DATA EXTRACT →

********************

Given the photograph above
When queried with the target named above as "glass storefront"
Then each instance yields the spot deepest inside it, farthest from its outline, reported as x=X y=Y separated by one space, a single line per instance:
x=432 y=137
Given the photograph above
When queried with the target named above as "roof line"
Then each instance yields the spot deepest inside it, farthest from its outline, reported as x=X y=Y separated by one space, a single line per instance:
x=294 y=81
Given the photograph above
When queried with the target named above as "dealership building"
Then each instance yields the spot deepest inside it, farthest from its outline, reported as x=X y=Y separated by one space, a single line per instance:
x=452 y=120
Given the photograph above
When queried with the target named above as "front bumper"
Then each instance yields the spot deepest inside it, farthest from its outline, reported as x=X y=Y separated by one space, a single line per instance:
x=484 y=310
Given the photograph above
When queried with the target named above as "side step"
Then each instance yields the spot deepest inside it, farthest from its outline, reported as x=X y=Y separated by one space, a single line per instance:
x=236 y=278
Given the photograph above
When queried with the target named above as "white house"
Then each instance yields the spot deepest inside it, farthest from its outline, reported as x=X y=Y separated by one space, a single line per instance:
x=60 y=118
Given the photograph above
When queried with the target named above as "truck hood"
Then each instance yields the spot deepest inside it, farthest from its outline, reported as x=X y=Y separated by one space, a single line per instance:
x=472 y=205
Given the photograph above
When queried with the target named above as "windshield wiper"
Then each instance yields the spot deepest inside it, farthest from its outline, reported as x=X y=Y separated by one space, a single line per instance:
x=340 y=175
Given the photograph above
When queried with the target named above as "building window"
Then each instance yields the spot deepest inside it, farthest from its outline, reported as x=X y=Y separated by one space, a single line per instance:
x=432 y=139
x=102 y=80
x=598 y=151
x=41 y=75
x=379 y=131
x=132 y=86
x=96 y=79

********************

INSTRUCTIONS TO FOLLOW → Every entry above should be transcribed exactly as it appears.

SOLVED PROBLEM →
Given the photograph above
When queried with the target named above as "glass storefront"
Then each instance yields the spot deepest inside it, farthest from its outline, reported as x=X y=Y separated by one space, a single line per instance:
x=432 y=137
Given the photograph above
When queried with the target named above as "roof line"
Then each instance yields the spot deepest inside it, farthest from its outline, reported as x=X y=Y separated by one space, a single line per instance:
x=294 y=81
Given the photograph above
When queried with the target named above as "dealership building"
Then each instance yields the spot deepest inside it, farthest from its outline, reported as x=X y=Y separated by one space, a single line per instance:
x=452 y=120
Given the photograph above
When queried with the target named above as "front bumper"
Then each instance yields the spot deepest inside it, farthest from its outline, reported as x=X y=Y separated by one space, a single line per instance:
x=484 y=310
Given the photograph above
When queried with the target named above as "side step"
Then each instance yields the spot deepest inside it, farthest from its outline, reported as x=X y=Y separated by one space, a single line per instance:
x=236 y=278
Given the photograph above
When queried with the target named above as "white house"
Then each instance yields the spot deepest inside it, farthest from its outline, reported as x=X y=Y separated by one space, a single line per instance:
x=60 y=118
Given the photograph above
When queried with the target named above as "truck hood"
Then each instance yields the spot deepest inside it, farthest from its outline, reported as x=X y=Y separated by one space, a single line per instance:
x=472 y=205
Given the photograph above
When queried with the target named above as "windshield wiper"
Then each instance yields the spot deepest inside it, farthest from its outline, reported as x=X y=Y separated by one space, a single line per instance:
x=340 y=175
Given the photograph above
When queried with the target named above as "building window"
Then each instance yields the spot deepest inside it, farthest from its outline, reported as x=X y=Y separated by one space, a single line per instance:
x=432 y=139
x=102 y=80
x=598 y=151
x=41 y=75
x=379 y=131
x=132 y=86
x=96 y=79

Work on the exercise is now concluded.